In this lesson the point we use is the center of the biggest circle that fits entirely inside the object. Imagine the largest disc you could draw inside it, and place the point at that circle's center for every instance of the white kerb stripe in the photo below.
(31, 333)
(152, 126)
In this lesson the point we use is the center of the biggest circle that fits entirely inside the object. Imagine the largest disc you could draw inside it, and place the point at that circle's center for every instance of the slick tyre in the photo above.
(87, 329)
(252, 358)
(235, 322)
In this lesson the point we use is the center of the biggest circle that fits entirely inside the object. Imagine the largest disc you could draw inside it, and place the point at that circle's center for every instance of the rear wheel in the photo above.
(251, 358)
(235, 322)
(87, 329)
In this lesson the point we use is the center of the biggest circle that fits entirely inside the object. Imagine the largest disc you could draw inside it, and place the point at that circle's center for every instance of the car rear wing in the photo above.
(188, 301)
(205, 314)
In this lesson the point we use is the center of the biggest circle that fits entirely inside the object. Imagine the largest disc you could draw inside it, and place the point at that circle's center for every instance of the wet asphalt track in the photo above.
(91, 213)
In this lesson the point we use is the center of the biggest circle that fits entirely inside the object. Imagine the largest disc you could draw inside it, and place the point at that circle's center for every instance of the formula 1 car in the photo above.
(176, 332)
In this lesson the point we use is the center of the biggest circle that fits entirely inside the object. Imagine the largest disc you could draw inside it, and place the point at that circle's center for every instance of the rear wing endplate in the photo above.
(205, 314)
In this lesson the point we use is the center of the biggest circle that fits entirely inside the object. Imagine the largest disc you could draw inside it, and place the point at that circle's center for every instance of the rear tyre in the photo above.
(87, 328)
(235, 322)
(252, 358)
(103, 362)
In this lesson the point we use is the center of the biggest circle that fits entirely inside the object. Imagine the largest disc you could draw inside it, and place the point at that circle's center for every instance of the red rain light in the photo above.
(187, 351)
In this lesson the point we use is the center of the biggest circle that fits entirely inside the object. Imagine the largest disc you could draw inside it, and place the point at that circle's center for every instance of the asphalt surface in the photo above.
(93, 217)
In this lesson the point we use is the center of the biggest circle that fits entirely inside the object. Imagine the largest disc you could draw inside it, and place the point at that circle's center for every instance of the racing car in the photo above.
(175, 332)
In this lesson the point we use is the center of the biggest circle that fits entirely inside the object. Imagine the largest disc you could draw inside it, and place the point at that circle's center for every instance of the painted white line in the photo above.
# # #
Could you output the records in full, exactly as written?

EXPECTED ANSWER:
In this lesson the point we use is the center of the biggest circle that fits entirely inside the object. Imagine the largest disc you could draw inside it, and place the point at that circle's center for every instance of the white kerb stripe in the photo below.
(31, 333)
(152, 126)
In this lesson the point we use is the center of the biggest circle that fits entirely inside the object. Imagine the largest disc you could draw inside it, and place the point at that circle's center for every instance of the slick tyre in the photo above.
(87, 329)
(252, 358)
(235, 322)
In this lesson the point we use is the center of the biggest circle that fits entirely inside the object. Imagine the largest disc you could draw inside it, and place the point at that circle's center for every instance of the rear wheel in the photo above.
(251, 358)
(235, 322)
(87, 329)
In this lesson the point we use is the center of the biggest circle that fits entirely inside the object. Imagine the largest disc you could draw inside it, and place the point at that circle's center for every instance of the car rear wing in the photo above.
(188, 301)
(205, 314)
In this lesson the point we use is the center of the biggest circle that fits entirely inside the object. Imagine the largest disc you could draw inside it, and place the point at that circle's center for every instance of the wet asphalt track in the photo above.
(91, 213)
In this lesson the point we use is the center of the biggest circle that fits entirely inside the object. Imagine the largest disc you could draw inside it, and place the point at that circle's center for every instance of the formula 1 car in the photo above.
(176, 332)
In this lesson the point we use is the center of the biggest circle that fits entirely inside the object. Imagine the largest disc you could draw inside it, and place the point at that circle's center for every instance of the rear wing endplate in the photo above.
(205, 314)
In this lesson the point we use is the center of the biggest circle that fits entirely inside the object. Imagine the largest disc you could draw inside it, and place the point at that circle's center for every instance of the rear tyre in the photo above.
(87, 328)
(235, 322)
(252, 358)
(103, 362)
In this lesson the point we use is the center of the biggest circle that fits entirely inside the object. Imagine the largest disc you could draw inside it, and place the point at that circle's center for every instance of the red rain light in the photo above.
(187, 351)
In this lesson the point we use is the center of the biggest circle that fits entirely inside the object. Imagine the largest disc you could draw inside it, and place the point at that circle's center for every instance of the asphalt surface in the photo above.
(93, 217)
In this lesson the point we use is the center of the biggest circle that fits entirely inside the object. Imagine the largest disc you could draw inside it, and place the point at that circle's center for every instance of the racing car in the photo above.
(175, 332)
In this lesson the point we use is the center of the biggest circle that fits entirely inside the object. Imagine the largest disc you could draw inside it, and place the point at that circle's center for every instance of the painted white line in the photo above.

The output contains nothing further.